Selected text:
# # # # #

These are the key concepts you need to understand to accurately answer the question.

Scatter Plot
A scatter plot is a vital tool in statistical analysis. It visually represents the relationship between two variables by plotting data points on a two-dimensional graph. In our situation, we have two variables, x and y, with five data points each: (6,6), (11,9), (15,6), (21,17), (27,12). The x-axis represents the variable 'x', and the y-axis, 'y'.
To create a scatter plot, follow these steps:
  • Draw the axes: Identify and label the x and y-axes based on your data.
  • Plot each pair of (x, y) coordinates as unique points on the graph.
  • Look for trends: Examine the scatter plot for patterns or correlations among the points.
A well-analyzed scatter plot reveals different trends:
  • Linear correlation: Most points fall along a straight line.
  • No correlation: Points are randomly dispersed.
In our example, the scatter plot suggests a pattern that may demonstrate a positive correlation, as observed points trend upward as x increases.
Sample Covariance
Sample covariance measures how two variables change together. It tells us the direction of the linear relationship between them.
Covariance is calculated using the formula:\[ \text{Cov}(x, y) = \frac{1}{n-1} \sum_{i=1}^{n}(x_i - \bar{x})(y_i - \bar{y}) \]where:
  • \(n\) is the number of data pairs.
  • \(x_i\) and \(y_i\) are individual data points for x and y.
  • \(\bar{x}\) and \(\bar{y}\) are the mean values for x and y.

# # # # #

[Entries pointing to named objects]
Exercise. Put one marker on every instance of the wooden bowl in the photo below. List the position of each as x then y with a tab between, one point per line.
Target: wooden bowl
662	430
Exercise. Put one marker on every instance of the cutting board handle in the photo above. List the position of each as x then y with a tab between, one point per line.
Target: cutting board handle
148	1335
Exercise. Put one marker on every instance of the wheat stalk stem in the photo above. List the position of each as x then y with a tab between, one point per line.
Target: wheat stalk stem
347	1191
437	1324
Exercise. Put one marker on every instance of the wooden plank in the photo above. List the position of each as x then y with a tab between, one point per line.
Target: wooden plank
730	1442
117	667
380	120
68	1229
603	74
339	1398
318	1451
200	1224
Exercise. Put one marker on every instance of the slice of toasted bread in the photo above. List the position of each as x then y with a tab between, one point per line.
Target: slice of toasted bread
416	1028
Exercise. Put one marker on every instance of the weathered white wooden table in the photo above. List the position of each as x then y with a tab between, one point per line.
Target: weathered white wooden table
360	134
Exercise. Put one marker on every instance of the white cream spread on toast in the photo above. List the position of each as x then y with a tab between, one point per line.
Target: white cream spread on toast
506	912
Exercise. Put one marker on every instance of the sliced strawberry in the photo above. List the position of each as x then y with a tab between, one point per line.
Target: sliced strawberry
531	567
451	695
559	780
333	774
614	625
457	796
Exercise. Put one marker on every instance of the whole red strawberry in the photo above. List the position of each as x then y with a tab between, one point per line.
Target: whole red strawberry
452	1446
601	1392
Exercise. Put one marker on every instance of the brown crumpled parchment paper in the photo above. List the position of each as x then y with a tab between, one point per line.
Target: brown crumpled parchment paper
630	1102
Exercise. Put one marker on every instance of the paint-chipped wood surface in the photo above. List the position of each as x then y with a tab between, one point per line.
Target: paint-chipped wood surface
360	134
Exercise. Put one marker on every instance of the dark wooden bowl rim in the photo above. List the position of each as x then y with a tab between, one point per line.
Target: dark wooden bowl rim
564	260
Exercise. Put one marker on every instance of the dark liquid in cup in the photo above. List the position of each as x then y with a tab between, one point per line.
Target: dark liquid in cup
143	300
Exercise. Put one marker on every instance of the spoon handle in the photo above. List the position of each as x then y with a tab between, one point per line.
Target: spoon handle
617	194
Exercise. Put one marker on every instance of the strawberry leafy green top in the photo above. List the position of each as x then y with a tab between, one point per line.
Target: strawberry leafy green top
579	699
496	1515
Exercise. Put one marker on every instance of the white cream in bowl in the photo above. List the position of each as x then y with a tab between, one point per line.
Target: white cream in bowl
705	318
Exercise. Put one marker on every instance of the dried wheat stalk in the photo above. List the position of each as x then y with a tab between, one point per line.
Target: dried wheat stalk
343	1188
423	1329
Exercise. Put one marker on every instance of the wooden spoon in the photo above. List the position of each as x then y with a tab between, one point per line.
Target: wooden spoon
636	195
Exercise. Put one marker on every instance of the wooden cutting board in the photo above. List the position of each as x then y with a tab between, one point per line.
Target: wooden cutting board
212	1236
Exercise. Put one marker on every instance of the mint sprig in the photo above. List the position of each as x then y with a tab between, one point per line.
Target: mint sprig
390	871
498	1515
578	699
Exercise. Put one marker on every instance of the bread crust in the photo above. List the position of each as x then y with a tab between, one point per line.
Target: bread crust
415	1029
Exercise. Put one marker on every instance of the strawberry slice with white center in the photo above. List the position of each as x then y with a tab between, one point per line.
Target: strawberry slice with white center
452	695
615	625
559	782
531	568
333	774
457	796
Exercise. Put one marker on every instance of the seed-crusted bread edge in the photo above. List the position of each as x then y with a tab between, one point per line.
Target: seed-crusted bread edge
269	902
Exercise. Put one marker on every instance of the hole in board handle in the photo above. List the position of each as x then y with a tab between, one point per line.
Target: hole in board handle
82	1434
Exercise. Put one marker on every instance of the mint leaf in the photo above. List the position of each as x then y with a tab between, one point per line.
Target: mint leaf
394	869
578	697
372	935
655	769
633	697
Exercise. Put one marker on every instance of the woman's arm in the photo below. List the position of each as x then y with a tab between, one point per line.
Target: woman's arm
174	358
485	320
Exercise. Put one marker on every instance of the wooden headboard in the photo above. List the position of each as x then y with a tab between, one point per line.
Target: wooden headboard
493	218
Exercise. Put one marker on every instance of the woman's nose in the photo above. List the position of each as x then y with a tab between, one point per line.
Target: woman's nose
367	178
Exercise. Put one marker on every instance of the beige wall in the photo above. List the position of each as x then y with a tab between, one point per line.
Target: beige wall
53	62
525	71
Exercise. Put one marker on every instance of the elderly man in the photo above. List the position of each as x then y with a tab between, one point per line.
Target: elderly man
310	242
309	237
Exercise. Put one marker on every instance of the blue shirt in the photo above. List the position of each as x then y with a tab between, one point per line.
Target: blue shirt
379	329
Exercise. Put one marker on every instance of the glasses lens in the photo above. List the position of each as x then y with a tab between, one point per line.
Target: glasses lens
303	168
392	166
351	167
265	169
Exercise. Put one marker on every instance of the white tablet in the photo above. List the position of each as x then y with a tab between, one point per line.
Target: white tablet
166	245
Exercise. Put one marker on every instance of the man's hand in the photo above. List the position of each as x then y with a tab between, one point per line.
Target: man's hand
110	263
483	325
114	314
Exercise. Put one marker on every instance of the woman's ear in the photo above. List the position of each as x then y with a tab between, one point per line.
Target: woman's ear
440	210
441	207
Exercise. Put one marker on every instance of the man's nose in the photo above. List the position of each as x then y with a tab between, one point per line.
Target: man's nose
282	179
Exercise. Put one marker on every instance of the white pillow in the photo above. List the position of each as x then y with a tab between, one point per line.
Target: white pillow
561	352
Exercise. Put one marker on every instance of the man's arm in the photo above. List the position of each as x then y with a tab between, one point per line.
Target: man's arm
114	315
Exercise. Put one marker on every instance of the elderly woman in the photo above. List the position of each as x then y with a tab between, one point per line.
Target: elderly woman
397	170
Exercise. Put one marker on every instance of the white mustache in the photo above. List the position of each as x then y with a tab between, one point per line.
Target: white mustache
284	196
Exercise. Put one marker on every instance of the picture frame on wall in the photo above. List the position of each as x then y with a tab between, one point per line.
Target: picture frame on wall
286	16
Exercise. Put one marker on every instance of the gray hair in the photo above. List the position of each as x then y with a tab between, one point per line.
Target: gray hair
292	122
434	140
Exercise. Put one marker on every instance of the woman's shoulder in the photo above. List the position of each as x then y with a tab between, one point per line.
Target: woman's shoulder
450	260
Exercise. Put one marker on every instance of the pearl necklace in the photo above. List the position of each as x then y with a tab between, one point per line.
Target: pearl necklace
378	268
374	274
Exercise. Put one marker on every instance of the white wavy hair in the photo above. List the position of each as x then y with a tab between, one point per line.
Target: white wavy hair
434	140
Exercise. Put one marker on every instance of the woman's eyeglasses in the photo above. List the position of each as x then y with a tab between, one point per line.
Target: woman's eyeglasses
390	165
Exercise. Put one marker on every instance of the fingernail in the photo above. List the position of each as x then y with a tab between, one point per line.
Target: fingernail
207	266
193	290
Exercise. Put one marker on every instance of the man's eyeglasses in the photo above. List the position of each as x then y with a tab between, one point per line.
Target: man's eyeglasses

# # # # #

Aim:
Answer these questions from the statistics text:
1. How many data points does each of the two variables have?
2. What trend is indicated when points are randomly dispersed?
3. In the covariance formula, what does \(n\) represent?
The material has no role in this exercise.

Result of this exercise:
1. Five
2. No correlation
3. The number of data pairs